STATED GOAL — Please state which Java version Resilience4j v2.0 requires, according to the Resilience4j article below.

DOCUMENT —
%%

Spring Boot @RateLimiter and @Bulkhead with Resilience4j 2

Resilience4j is a lightweight library used for building resilient and fault-tolerant systems. It has various features such as Circuit Breaker, Rate Limiting, Retry, Bulkhead etc.

In this article, we will focus on bulkhead and rate limiting using Resilience4j 2 in a spring boot 3 application.

Resilience4j v2.0 requires Java 17 and above.

1. What are Rate Limiting and Bulkhead?

At a high level, rate limit and bulkhead look like the same concept, but they are different.

Rate Limiting: Rate limiting defines how often an operation is allowed in a specified duration. This avoids overloading the server and helps in preventing denial of service attacks.
Bulkhead: Bulkhead limits the number of concurrent remote operations at any given time. This helps in preventing system failures.

Rate Limit	Bulkhead
Limit the total number of calls for a specified period	Limit the total number of concurrent/parallel executions
Used to prevent Denial of Service attacks	Used to prevent failures in a system/API from affecting other systems/APIs
E.g.: Allow 10 parallel calls maximum at any point in time	E.g., Allow 10 parallel calls maximum at any point in time

In a nutshell, if we have an API with a sub-millisecond response time, we can use a rate limit to prevent API abuse. Whereas if we have a computation and time-intensive API, we may go ahead with bulkhead to prevent the system from crashing.

2. Setup

Let’s create a sample Spring Boot application. It would have a single endpoint to fetch the student’s name using student id.

2.1. Maven

Start with adding the latest version of resilience4j-spring-boot3 dependency in pom.xml to enable the various modules of resilience4j.

The resilience4j would need the Spring AOP and actuator dependencies as pre-requisite, so we would have to add them as well. Since we would expose our endpoints via a GET call, we would add the Spring web dependency.

%%

RECORDS SUPPLIED —
%%

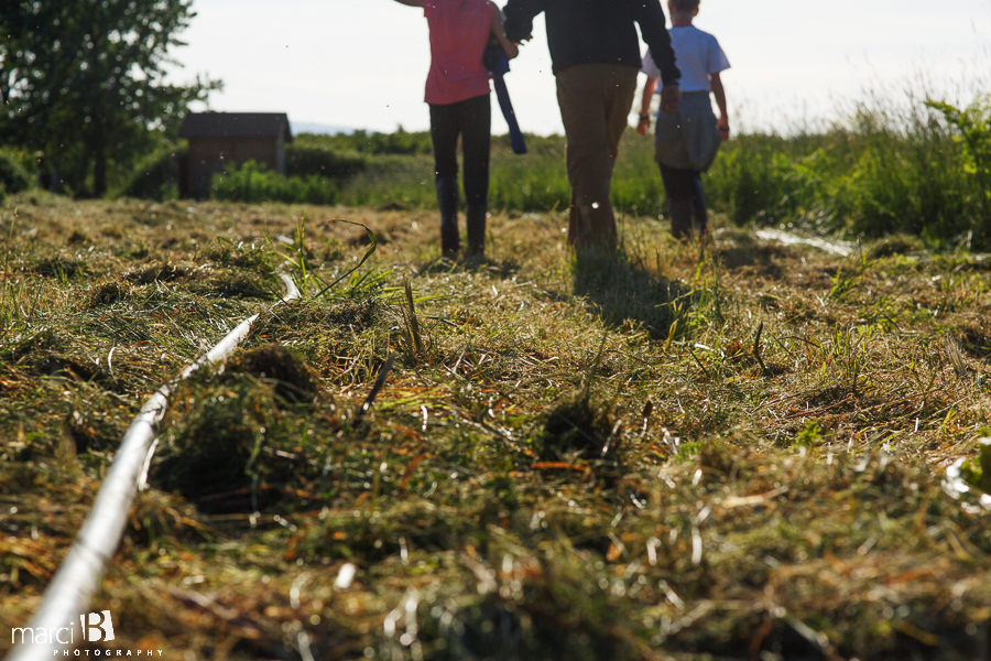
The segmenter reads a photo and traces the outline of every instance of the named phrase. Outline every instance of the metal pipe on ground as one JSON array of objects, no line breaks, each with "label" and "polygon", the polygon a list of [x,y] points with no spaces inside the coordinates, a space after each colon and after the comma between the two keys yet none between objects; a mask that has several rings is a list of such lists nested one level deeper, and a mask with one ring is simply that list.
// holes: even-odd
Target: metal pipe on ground
[{"label": "metal pipe on ground", "polygon": [[[300,297],[300,291],[293,281],[287,275],[281,278],[286,294],[275,305]],[[44,631],[45,642],[18,644],[8,654],[7,661],[52,659],[75,647],[70,642],[75,636],[52,636],[48,632],[73,628],[76,622],[80,622],[79,617],[87,614],[90,599],[99,589],[104,570],[112,560],[123,535],[134,495],[144,488],[148,467],[154,453],[157,425],[165,415],[173,387],[204,365],[213,365],[229,356],[248,336],[251,324],[258,316],[255,314],[241,322],[206,356],[186,367],[175,380],[162,386],[141,407],[121,441],[92,508],[79,529],[78,538],[52,577],[41,606],[26,627],[32,633]],[[85,636],[85,631],[83,635]],[[69,641],[62,642],[59,638],[67,638]]]}]

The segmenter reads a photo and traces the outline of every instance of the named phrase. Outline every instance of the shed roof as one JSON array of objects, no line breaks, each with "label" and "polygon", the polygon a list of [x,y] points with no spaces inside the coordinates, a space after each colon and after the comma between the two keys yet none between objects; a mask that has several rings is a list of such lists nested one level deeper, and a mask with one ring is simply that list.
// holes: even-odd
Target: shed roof
[{"label": "shed roof", "polygon": [[293,141],[285,112],[190,112],[179,138],[272,138]]}]

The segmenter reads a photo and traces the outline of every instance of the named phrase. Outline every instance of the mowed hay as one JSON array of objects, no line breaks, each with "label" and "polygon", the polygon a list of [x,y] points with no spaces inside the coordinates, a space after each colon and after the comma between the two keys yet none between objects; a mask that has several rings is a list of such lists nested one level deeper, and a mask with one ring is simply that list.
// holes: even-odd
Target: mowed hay
[{"label": "mowed hay", "polygon": [[264,345],[239,354],[227,364],[229,375],[251,375],[271,383],[286,403],[309,404],[317,393],[313,371],[292,351],[280,345]]},{"label": "mowed hay", "polygon": [[[700,250],[627,217],[622,251],[579,261],[555,213],[493,214],[489,261],[465,263],[434,259],[432,212],[19,204],[0,282],[6,626],[36,607],[148,394],[259,314],[222,369],[175,387],[94,602],[120,620],[108,649],[987,655],[980,256],[893,239],[841,257],[718,216]],[[391,240],[345,275],[366,249],[331,217]],[[92,279],[39,272],[75,229],[63,258]],[[276,267],[303,300],[274,305]],[[224,293],[237,278],[259,297]],[[90,306],[108,282],[129,294]],[[974,488],[950,495],[965,457]]]}]

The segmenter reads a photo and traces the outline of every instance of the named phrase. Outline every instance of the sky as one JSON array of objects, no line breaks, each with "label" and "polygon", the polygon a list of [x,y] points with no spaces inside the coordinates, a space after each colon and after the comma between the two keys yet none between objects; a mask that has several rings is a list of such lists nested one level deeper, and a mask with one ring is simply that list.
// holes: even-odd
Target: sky
[{"label": "sky", "polygon": [[[170,77],[222,80],[211,110],[383,132],[429,126],[420,9],[395,0],[194,0],[193,9],[179,34],[187,45],[171,53],[183,68]],[[736,130],[814,127],[871,96],[969,102],[991,90],[991,0],[704,0],[695,24],[732,65],[722,80]],[[511,67],[523,130],[563,132],[543,17]],[[507,131],[498,112],[492,131]]]}]

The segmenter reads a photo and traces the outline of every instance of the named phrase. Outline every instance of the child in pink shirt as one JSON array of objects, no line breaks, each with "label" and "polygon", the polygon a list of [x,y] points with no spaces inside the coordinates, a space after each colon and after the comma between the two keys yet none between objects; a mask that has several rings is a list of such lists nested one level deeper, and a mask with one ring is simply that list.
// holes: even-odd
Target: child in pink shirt
[{"label": "child in pink shirt", "polygon": [[505,37],[502,12],[491,0],[396,1],[422,7],[431,29],[431,71],[425,100],[431,107],[442,250],[446,257],[455,257],[460,245],[457,160],[460,136],[468,198],[468,253],[481,256],[486,245],[492,120],[490,75],[482,55],[492,35],[510,58],[518,55],[518,50]]}]

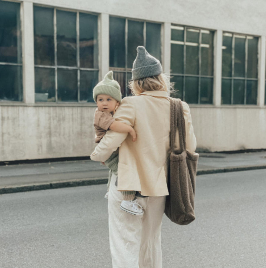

%%

FINAL RESULT — Java 17 and above.